Segment Start: Records for processing

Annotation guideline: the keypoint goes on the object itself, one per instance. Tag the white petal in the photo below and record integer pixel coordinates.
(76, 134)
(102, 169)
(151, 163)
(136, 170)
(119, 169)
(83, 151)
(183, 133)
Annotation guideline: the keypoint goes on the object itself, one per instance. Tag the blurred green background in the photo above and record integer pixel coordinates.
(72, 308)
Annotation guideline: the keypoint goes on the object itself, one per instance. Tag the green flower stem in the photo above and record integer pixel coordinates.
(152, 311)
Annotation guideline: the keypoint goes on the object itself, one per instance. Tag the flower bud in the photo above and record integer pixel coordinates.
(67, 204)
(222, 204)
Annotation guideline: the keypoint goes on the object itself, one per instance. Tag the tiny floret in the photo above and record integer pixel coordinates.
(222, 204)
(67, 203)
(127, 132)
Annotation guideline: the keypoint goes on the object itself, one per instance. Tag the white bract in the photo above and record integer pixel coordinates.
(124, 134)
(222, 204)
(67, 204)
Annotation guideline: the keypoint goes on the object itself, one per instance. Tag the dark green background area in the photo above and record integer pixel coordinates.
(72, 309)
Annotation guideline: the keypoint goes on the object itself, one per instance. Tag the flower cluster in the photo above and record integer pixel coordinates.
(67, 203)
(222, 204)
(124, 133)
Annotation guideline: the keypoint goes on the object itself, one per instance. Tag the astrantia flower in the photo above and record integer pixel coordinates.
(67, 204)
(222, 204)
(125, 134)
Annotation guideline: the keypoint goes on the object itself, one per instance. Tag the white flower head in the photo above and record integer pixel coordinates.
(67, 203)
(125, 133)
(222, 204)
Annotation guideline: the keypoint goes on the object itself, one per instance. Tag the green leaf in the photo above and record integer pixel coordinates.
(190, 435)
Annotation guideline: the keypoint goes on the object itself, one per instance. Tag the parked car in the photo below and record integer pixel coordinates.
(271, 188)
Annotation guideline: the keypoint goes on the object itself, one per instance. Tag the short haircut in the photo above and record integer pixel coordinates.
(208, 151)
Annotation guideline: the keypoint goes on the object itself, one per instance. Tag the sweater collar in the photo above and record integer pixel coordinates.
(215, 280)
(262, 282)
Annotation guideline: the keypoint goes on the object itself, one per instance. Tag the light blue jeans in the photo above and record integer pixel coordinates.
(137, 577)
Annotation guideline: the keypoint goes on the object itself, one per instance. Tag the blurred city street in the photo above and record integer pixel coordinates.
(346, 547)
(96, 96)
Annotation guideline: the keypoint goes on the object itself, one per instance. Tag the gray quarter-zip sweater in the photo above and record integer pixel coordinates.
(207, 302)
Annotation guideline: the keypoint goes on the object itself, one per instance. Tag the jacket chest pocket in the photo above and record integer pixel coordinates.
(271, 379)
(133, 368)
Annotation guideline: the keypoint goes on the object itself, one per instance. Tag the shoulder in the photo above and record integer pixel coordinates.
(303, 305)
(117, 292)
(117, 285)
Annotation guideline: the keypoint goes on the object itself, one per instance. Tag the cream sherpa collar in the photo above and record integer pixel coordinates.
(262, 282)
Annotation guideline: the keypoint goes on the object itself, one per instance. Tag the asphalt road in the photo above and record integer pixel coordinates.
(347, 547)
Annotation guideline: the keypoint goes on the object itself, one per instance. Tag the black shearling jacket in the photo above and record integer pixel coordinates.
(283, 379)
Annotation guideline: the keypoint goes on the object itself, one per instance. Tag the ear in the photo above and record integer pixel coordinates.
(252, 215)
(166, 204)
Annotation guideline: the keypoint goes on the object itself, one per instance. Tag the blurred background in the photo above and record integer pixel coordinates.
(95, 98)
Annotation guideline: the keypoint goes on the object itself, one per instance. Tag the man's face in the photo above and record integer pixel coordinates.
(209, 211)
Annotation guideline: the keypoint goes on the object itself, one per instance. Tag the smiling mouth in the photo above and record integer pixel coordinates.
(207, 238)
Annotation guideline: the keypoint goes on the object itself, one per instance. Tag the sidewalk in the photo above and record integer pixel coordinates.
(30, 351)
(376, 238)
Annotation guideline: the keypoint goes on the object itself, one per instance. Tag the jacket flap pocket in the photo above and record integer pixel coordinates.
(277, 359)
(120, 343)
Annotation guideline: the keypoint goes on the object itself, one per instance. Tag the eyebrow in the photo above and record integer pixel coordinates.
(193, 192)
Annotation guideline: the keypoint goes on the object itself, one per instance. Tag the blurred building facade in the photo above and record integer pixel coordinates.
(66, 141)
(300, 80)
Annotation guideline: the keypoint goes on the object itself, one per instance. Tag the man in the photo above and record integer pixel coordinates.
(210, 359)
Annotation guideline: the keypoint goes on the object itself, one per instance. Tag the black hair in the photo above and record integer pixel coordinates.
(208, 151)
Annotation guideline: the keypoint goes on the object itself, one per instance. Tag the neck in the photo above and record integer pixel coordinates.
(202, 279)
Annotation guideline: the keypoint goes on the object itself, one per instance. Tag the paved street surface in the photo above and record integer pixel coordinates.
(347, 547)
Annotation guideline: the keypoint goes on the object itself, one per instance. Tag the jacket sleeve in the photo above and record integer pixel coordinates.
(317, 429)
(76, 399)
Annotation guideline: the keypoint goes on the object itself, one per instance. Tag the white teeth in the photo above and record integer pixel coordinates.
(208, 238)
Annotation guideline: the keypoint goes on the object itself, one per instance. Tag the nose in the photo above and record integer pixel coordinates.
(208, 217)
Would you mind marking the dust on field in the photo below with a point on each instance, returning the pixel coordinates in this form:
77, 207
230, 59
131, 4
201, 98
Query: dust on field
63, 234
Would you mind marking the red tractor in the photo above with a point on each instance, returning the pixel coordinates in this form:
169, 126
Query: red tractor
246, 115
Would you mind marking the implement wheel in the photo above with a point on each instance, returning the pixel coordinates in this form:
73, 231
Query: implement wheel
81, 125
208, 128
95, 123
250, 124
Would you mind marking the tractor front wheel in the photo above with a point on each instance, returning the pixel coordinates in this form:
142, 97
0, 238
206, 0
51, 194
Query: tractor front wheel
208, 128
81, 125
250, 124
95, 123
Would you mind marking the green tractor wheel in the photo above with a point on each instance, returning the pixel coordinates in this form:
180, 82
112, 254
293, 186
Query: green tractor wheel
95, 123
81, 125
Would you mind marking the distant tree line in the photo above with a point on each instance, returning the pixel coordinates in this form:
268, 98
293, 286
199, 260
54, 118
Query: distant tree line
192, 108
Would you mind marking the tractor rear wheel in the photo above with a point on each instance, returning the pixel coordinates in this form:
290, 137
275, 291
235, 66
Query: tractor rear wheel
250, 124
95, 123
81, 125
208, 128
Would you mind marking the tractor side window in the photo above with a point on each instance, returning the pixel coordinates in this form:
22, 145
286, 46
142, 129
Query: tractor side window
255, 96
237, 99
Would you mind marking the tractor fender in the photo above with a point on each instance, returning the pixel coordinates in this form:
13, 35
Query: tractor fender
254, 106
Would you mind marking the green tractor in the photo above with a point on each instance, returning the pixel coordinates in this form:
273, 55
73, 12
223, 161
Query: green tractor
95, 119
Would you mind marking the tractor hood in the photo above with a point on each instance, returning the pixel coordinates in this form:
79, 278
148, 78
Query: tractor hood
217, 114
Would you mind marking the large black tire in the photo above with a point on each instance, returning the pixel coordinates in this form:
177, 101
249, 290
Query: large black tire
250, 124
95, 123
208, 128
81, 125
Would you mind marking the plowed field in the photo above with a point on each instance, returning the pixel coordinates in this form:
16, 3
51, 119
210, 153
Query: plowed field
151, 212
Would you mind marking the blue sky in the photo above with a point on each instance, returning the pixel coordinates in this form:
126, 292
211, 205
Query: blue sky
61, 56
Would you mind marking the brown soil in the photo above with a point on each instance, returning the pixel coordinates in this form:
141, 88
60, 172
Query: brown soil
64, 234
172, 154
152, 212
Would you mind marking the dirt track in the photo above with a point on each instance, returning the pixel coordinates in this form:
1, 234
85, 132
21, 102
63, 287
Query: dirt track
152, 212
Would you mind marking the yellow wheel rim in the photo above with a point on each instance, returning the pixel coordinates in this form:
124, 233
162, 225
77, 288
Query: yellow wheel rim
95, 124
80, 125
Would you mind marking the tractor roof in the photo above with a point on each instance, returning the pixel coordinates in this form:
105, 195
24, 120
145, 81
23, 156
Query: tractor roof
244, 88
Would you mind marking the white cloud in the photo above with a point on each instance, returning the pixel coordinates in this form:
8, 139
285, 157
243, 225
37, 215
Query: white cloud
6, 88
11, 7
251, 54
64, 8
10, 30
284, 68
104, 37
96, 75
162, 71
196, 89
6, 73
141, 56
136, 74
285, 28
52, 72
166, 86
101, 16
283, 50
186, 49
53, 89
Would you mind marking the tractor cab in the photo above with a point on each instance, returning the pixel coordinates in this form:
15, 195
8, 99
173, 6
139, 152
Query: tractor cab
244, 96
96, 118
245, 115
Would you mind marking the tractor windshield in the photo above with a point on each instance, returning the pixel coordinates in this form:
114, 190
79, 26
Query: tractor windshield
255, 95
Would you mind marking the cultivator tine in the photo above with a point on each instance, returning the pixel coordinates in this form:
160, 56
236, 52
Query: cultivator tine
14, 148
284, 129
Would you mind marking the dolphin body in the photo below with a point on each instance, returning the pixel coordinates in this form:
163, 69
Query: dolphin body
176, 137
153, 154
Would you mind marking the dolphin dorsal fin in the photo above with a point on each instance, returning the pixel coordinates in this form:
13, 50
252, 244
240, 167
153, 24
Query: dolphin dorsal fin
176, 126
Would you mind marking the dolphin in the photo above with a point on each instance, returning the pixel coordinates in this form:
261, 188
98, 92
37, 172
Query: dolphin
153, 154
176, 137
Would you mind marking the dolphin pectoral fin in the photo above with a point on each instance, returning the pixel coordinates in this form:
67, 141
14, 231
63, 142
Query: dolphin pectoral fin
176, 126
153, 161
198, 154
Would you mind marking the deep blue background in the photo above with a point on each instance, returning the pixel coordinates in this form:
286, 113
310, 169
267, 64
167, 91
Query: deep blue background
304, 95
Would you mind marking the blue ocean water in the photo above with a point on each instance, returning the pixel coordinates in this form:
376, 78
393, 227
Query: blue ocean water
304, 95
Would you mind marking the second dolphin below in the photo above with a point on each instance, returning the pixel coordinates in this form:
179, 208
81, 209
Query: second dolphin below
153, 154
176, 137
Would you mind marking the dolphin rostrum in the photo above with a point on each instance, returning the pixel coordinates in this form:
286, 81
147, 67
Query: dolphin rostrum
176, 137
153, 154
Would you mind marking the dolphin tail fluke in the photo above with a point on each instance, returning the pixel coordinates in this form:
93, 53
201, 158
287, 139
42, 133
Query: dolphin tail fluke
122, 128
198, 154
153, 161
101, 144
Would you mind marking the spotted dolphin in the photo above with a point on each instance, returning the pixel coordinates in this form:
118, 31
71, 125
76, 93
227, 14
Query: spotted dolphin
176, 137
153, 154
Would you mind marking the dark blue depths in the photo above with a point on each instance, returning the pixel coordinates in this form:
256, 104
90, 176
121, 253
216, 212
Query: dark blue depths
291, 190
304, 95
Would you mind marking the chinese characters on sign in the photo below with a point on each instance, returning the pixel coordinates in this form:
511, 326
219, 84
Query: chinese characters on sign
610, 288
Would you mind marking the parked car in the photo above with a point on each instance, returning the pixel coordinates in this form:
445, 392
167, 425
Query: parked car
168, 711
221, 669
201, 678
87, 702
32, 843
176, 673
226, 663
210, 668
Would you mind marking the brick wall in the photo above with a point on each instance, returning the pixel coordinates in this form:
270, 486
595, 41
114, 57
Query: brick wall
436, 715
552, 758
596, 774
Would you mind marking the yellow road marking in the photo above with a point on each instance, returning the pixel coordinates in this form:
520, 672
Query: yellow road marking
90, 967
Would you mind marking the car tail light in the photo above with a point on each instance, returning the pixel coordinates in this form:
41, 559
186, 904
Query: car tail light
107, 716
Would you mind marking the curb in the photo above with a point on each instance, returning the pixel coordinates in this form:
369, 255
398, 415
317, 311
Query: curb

Segment End: Records for processing

**Task statement**
The expected answer is one number: how many lines above contain "curb".

**Answer space**
2